--- start Text to read ---

But — and this is the part I want you to hear — how people feel about the economy and how they actually spend in it are two different things right now. Restaurants overall are down 1.6% year over year, but full-service dining is up 0.8%. That's not a contradiction. That's a signal.
When budgets tighten, consumers don't stop spending. They get choosier. They cut the things that feel transactional and keep the things that feel worth it. So the question for every one of us is not “Will customers spend?" It is "Am I offering something they will choose to spend money on?" Your value proposition has never mattered more. If you can't articulate why you're worth choosing right now, this is the moment to fix that.
Owners are uncertain, but we are not unprepared
The NFIB Small Business Optimism Index fell 3 points to a historic low. The Uncertainty Index climbed 4 points. Those are real concerns and I'm not going to wave them off.
But check out this number: 94% of small business owners say they feel financially prepared for the next 12-18 months. Read that again. In a moment when every macro indicator is screaming, 94% of us are saying we've got this.

--- end Text to read ---

● **Your tasks**:
**A.** According to the passage on consumer spending and small business, what percentage of small business owners say they feel financially prepared for the next 12-18 months?
**B.** Carry the passage on consumer spending and small business forward from its final sentence.

--- start Records supplied ---

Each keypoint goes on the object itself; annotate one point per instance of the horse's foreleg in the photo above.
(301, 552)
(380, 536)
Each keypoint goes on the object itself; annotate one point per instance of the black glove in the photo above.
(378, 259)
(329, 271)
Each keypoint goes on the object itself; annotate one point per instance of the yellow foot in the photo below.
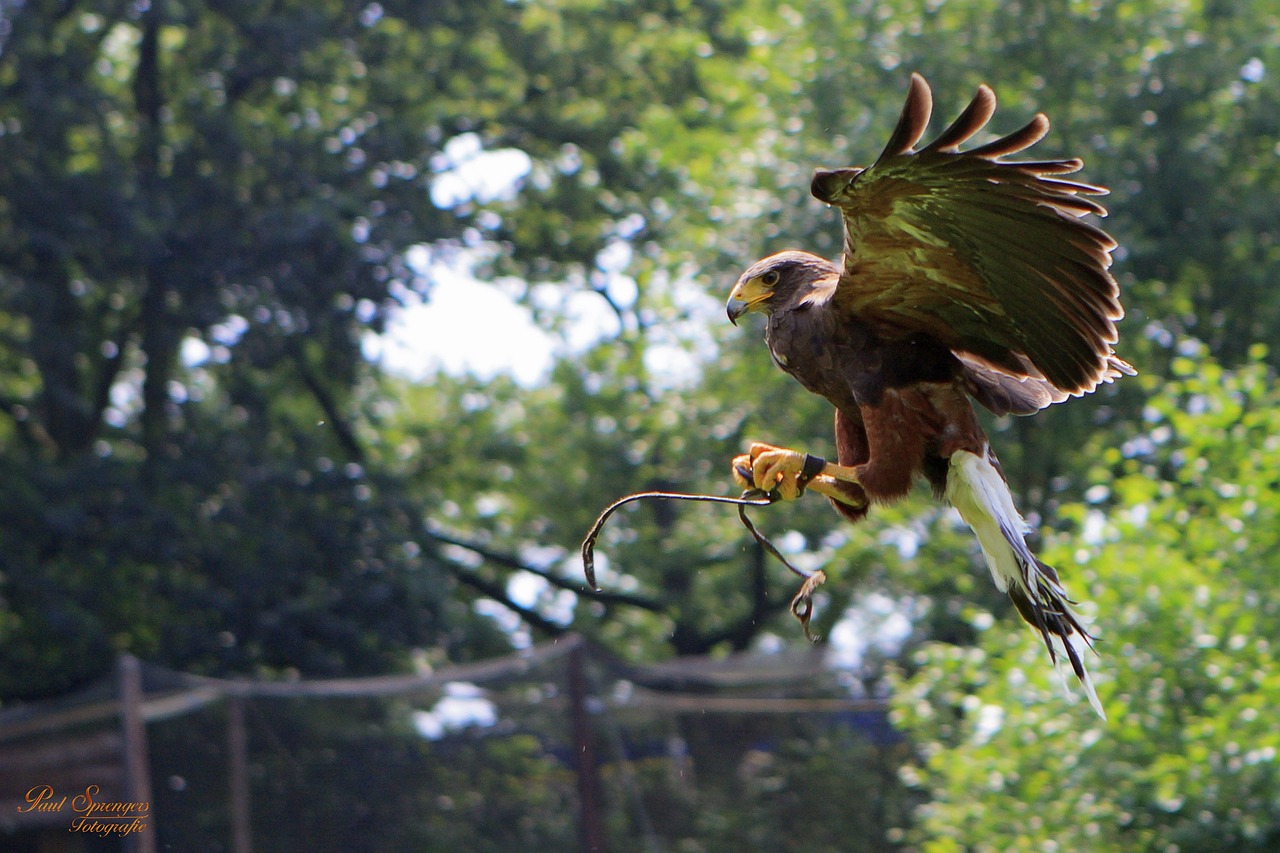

--- end Records supplied ---

● **Outputs by task**:
**A.** 94%

**B.**
Here's the honest caveat: only 24% report having more than 6 months of operating reserves. So "prepared" doesn't always mean "cushioned." Sometimes it means resourceful. It means we've already done the hard work — trimming, planning, stress-testing, problem-solving. It means we've built the muscle for exactly this kind of environment.
That, to me, is the real story in this data. Not the doom. Not the headlines. The fact that female founders and small business owners across this country are quietly, consistently, steadying their ships.
So what do you actually do with all of this?
A few things worth your attention this week:
Watch your real revenue, not just your top line. Run the inflation-adjusted math. Know where you actually stand.
Tighten your cash flow before you need to. If your invoices are sitting at 28.8 days, even small changes — clearer terms, faster follow-up, automated reminders — can change your whole month.
Get clear about your value. Customers are still spending, just more selectively. Make sure they know exactly why you're worth choosing.
Build the reserve if you can. Six months is the target. Only one in four owners are there. Every month you add changes your options.
Stay the course and make this summer count. Spend the next few months setting objectives, systematizing your business, and evaluating what is working for you. We are here to help you parse the data, hone your skills, and offer accountability and expertise as you hang on during tough times.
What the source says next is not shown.